-- Start SELECTED PASSAGE --

Since you are working from home, your company’s data is susceptible in different ways, and you must understand how to safeguard it. Luckily, you do not have to be a genius to know how to protect yourself from cyber-attacks. It’s possible to grasp these cybersecurity fundamentals by making a few easy modifications to common behaviors.

Working from home is more common than ever, though this can come with security concerns. It’s imperative to take steps that improve cybersecurity for all employees, whether they are completely remote or have a hybrid schedule. Before we introduce critical cybersecurity measures that safeguard your business and employees, lets discuss why cybersecurity training benefits everyone.

What is Cybersecurity Training, and How Does it Benefit You?

Cybersecurity training aims to teach employees about possible risks in information technology systems (IT). This includes the capacity to recognize any security dangers that may arise when working online or with computer systems.

Cybercriminals breach into systems using a range of methods, with new techniques being developed regularly. The training of workers in recognizing signs of concern, preserving sensitive information, and reducing the likelihood of criminals gaining access to their data and accounts is essential to reducing the chance of being exposed to cyber threats that could put the entire business at risk.

-- End SELECTED PASSAGE --

▸ TASK A: Quote the listing verbatim, starting at the line that contains "Please pin the white" and ending at the final line of the listing.
The cybersecurity passage and the listing come from unrelated sources.

-- Start DATA SUPPLIED --

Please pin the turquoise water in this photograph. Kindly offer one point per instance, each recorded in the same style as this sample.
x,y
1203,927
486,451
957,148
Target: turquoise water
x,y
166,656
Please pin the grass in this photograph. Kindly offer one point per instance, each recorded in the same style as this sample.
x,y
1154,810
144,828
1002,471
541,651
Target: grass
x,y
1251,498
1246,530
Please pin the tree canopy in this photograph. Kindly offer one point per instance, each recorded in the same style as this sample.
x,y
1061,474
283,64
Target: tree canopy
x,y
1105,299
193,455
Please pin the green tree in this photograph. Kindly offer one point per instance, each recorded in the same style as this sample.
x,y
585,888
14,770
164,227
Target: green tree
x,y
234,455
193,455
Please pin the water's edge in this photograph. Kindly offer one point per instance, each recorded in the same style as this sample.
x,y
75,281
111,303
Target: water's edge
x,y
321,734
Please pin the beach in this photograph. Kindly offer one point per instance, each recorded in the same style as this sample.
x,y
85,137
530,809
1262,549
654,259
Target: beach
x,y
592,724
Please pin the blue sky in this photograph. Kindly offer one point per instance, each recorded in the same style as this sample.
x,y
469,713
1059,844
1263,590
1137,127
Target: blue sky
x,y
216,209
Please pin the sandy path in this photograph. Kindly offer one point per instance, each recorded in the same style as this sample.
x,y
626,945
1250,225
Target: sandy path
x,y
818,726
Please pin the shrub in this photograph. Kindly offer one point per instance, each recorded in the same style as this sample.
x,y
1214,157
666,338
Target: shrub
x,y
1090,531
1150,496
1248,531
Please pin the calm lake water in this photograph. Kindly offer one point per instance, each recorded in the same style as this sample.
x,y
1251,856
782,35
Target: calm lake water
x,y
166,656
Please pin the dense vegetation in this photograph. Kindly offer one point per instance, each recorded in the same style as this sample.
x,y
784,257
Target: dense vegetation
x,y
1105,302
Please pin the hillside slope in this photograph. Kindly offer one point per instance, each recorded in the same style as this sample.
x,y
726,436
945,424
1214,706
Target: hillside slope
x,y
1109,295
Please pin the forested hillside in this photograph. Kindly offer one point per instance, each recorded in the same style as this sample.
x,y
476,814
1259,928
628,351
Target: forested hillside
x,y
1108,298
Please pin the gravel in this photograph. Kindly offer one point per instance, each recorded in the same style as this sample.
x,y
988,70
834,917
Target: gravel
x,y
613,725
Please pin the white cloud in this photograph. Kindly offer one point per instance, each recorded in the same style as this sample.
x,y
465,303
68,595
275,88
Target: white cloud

-- End DATA SUPPLIED --

▸ TASK B: For each statement, say whether it agrees with the cybersecurity passage, answering yes or no and quoting the deciding words: (i) Cybersecurity training aims to teach employees about possible risks in IT systems. (ii) Protecting yourself from cyber-attacks requires being a genius. (iii) Cybercriminals rely on a single fixed method to breach systems.

▸ REPLY A:
Please pin the white cloud in this photograph. Kindly offer one point per instance, each recorded in the same style as this sample.
x,y
465,303
68,595
275,88
Target: white cloud

▸ REPLY B:
(i) Yes: "Cybersecurity training aims to teach employees about possible risks in information technology systems (IT)."
(ii) No: "you do not have to be a genius to know how to protect yourself from cyber-attacks."
(iii) No: "Cybercriminals breach into systems using a range of methods, with new techniques being developed regularly."